— Start Available records —

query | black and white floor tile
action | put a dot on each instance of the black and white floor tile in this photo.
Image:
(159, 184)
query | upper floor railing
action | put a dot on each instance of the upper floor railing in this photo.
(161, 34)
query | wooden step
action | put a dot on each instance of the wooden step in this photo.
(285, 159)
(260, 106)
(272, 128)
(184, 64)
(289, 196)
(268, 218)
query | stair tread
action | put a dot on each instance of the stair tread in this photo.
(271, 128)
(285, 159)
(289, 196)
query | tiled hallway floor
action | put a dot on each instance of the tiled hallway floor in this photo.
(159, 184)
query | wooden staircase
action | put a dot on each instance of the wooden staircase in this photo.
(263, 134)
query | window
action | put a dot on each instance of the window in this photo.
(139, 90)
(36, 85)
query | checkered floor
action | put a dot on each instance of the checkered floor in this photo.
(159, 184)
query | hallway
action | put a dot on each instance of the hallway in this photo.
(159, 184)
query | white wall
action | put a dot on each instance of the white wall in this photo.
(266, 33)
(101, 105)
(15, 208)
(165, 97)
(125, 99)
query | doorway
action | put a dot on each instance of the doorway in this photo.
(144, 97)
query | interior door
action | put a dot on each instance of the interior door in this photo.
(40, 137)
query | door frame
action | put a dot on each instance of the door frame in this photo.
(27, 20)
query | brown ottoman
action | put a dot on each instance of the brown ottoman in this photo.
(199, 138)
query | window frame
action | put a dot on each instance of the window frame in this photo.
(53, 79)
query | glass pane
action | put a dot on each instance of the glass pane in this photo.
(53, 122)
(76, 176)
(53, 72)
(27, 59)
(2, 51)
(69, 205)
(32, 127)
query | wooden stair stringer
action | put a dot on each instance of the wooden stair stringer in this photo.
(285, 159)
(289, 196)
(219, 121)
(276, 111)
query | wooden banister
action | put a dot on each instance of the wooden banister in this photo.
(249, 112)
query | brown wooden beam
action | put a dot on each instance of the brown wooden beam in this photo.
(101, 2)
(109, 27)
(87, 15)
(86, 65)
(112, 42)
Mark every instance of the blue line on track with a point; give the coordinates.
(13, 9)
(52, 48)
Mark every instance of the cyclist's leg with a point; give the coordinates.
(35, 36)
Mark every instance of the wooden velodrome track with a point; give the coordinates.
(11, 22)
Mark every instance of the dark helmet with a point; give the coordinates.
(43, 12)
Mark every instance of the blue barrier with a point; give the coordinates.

— End Available records —

What this task involves: From the records above, extract each line exactly as shown.

Solved problem:
query | black and white floor tile
action | put a dot on each instance of the black and white floor tile in this photo.
Image:
(159, 184)
query | upper floor railing
action | put a dot on each instance of the upper floor railing in this photo.
(161, 34)
query | wooden step
action | put a dot on each instance of the wooden step in this photo.
(285, 159)
(260, 106)
(272, 128)
(184, 64)
(289, 196)
(268, 218)
query | stair tread
action | put a dot on each instance of the stair tread in this photo.
(271, 128)
(285, 159)
(289, 196)
query | tiled hallway floor
action | put a dot on each instance of the tiled hallway floor in this photo.
(159, 184)
query | wooden staircase
action | put a dot on each instance of the wooden staircase in this photo.
(263, 134)
query | window
action | put a dot on each instance of the window in this photo.
(139, 90)
(36, 85)
query | checkered floor
action | put a dot on each instance of the checkered floor in this photo.
(159, 184)
query | hallway
action | put a dot on each instance of the hallway in this photo.
(159, 184)
query | white wall
action | put a dot on each instance of the white wall in this photo.
(266, 33)
(101, 105)
(15, 208)
(165, 97)
(125, 99)
query | doorway
action | put a dot on each instance of the doorway in this photo.
(144, 97)
query | interior door
action | put a dot on each instance of the interior door in this photo.
(40, 137)
query | door frame
action | put a dot on each instance of the door frame in this photo.
(27, 20)
query | brown ottoman
action | put a dot on each instance of the brown ottoman in this photo.
(199, 138)
query | window frame
action | put a dot on each instance of the window frame in this photo.
(53, 79)
query | glass pane
action | put a dot on each instance of the glass pane in this photo.
(53, 122)
(76, 176)
(53, 72)
(27, 59)
(2, 51)
(69, 205)
(32, 127)
query | wooden stair stringer
action | put a dot on each instance of the wooden stair stringer in this photo.
(285, 159)
(289, 196)
(219, 121)
(276, 111)
query | wooden banister
action | put a dot on each instance of the wooden banister in this photo.
(249, 112)
query | brown wooden beam
action | put a dot on each instance of the brown wooden beam in this photo.
(101, 2)
(109, 27)
(87, 15)
(86, 65)
(112, 42)
Mark every instance of the blue line on track with a point; give the coordinates.
(13, 9)
(52, 48)
Mark every instance of the cyclist's leg with a point; give the coordinates.
(35, 36)
Mark every instance of the wooden velodrome track with a point; give the coordinates.
(11, 22)
Mark every instance of the dark helmet with a point; give the coordinates.
(43, 12)
Mark every instance of the blue barrier with a point; give the coordinates.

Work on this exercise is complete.